___ Provided records ___

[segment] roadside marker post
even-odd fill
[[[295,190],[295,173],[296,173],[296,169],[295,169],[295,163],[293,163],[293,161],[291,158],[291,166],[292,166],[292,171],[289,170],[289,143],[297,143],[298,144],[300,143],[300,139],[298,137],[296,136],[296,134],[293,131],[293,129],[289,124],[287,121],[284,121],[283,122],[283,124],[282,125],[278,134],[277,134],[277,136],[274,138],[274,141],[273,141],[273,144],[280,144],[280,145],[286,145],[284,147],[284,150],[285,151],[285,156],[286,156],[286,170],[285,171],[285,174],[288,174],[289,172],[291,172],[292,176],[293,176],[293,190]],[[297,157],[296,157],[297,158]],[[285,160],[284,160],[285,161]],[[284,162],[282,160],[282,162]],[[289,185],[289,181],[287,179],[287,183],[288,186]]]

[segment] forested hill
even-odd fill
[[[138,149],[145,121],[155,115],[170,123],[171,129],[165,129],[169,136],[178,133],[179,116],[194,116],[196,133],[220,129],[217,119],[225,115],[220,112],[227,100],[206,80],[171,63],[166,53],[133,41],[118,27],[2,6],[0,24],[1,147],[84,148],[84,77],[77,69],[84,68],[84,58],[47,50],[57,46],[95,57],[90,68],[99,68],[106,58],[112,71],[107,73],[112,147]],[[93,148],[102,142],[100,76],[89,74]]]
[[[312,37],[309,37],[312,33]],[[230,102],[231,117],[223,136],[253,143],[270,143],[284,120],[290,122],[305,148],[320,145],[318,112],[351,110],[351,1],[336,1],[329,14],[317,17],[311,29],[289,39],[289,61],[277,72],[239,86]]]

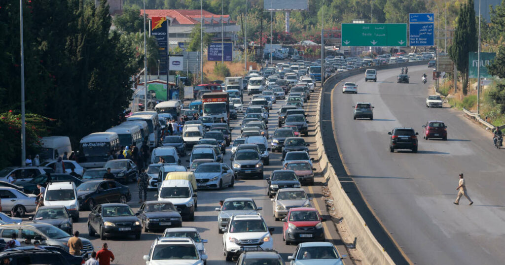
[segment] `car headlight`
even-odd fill
[[[112,222],[104,222],[104,225],[105,226],[116,226],[116,224]]]

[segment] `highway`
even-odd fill
[[[492,144],[490,134],[461,112],[428,109],[431,79],[426,66],[409,68],[410,84],[397,84],[399,69],[378,71],[376,83],[364,75],[351,77],[331,93],[334,135],[349,176],[406,254],[416,264],[503,264],[505,245],[505,151]],[[343,81],[356,81],[357,94],[342,94]],[[375,107],[374,120],[353,120],[354,104]],[[444,121],[448,139],[422,139],[428,120]],[[388,150],[397,126],[419,133],[419,152]],[[328,146],[326,146],[327,149]],[[469,194],[452,203],[460,173]]]

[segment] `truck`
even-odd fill
[[[207,93],[202,96],[204,116],[210,116],[217,122],[223,118],[225,122],[230,121],[230,102],[226,92]]]

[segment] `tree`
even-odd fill
[[[468,52],[476,51],[478,46],[475,22],[474,2],[469,0],[460,10],[452,45],[448,49],[449,56],[462,73],[463,92],[465,95],[468,87]]]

___

• **What you will do**: All the material shown above is to be copied exactly, with no pictures carried over.

• **Problem solution**:
[segment] roadside marker post
even-odd fill
[[[295,190],[295,173],[296,173],[296,169],[295,169],[295,163],[293,163],[293,161],[291,158],[291,166],[292,166],[292,171],[289,170],[289,143],[297,143],[298,144],[300,143],[300,139],[298,137],[296,136],[296,134],[293,131],[293,129],[289,124],[287,121],[284,121],[283,122],[283,124],[282,125],[278,134],[277,134],[277,136],[274,138],[274,141],[273,141],[273,144],[280,144],[280,145],[286,145],[284,147],[284,150],[285,151],[285,156],[286,156],[286,170],[285,171],[285,174],[288,174],[289,172],[291,172],[292,176],[293,176],[293,190]],[[297,157],[296,157],[297,158]],[[285,160],[284,160],[285,161]],[[284,162],[282,160],[282,162]],[[289,185],[289,181],[287,179],[287,183],[288,186]]]

[segment] forested hill
even-odd fill
[[[138,149],[145,121],[155,115],[170,123],[171,129],[165,129],[169,136],[178,133],[179,116],[194,116],[196,133],[220,129],[217,119],[225,115],[220,112],[227,100],[206,80],[171,63],[166,53],[133,41],[118,27],[2,6],[0,24],[1,147],[84,148],[84,77],[77,69],[84,68],[84,58],[47,50],[57,46],[95,57],[90,68],[99,68],[106,58],[112,71],[107,73],[112,147]],[[93,148],[102,142],[100,76],[89,74]]]
[[[312,37],[309,37],[312,33]],[[230,102],[231,117],[223,136],[253,143],[270,143],[284,120],[290,122],[305,148],[320,145],[318,112],[351,110],[351,1],[336,1],[329,14],[317,17],[311,29],[289,39],[289,61],[277,72],[239,86]]]

[segment] `car headlight`
even-odd fill
[[[112,222],[104,222],[104,225],[105,226],[116,226],[116,224]]]

[segment] `highway`
even-odd fill
[[[492,144],[490,134],[461,112],[428,109],[431,79],[426,66],[409,68],[410,84],[397,84],[399,69],[378,71],[376,83],[364,75],[351,77],[331,93],[334,135],[349,176],[406,254],[416,264],[503,264],[505,245],[505,151]],[[343,81],[356,81],[357,94],[342,94]],[[375,107],[374,120],[353,120],[354,104]],[[444,121],[448,139],[422,139],[428,120]],[[388,150],[397,126],[419,133],[419,152]],[[328,146],[326,146],[327,149]],[[469,194],[452,203],[460,173]]]

[segment] `truck`
even-odd fill
[[[207,93],[202,96],[204,116],[210,116],[217,122],[223,118],[225,122],[230,121],[230,102],[226,92]]]

[segment] `tree`
even-odd fill
[[[468,52],[476,51],[478,46],[475,22],[474,2],[469,0],[460,10],[452,45],[448,49],[449,56],[462,73],[463,92],[465,95],[468,87]]]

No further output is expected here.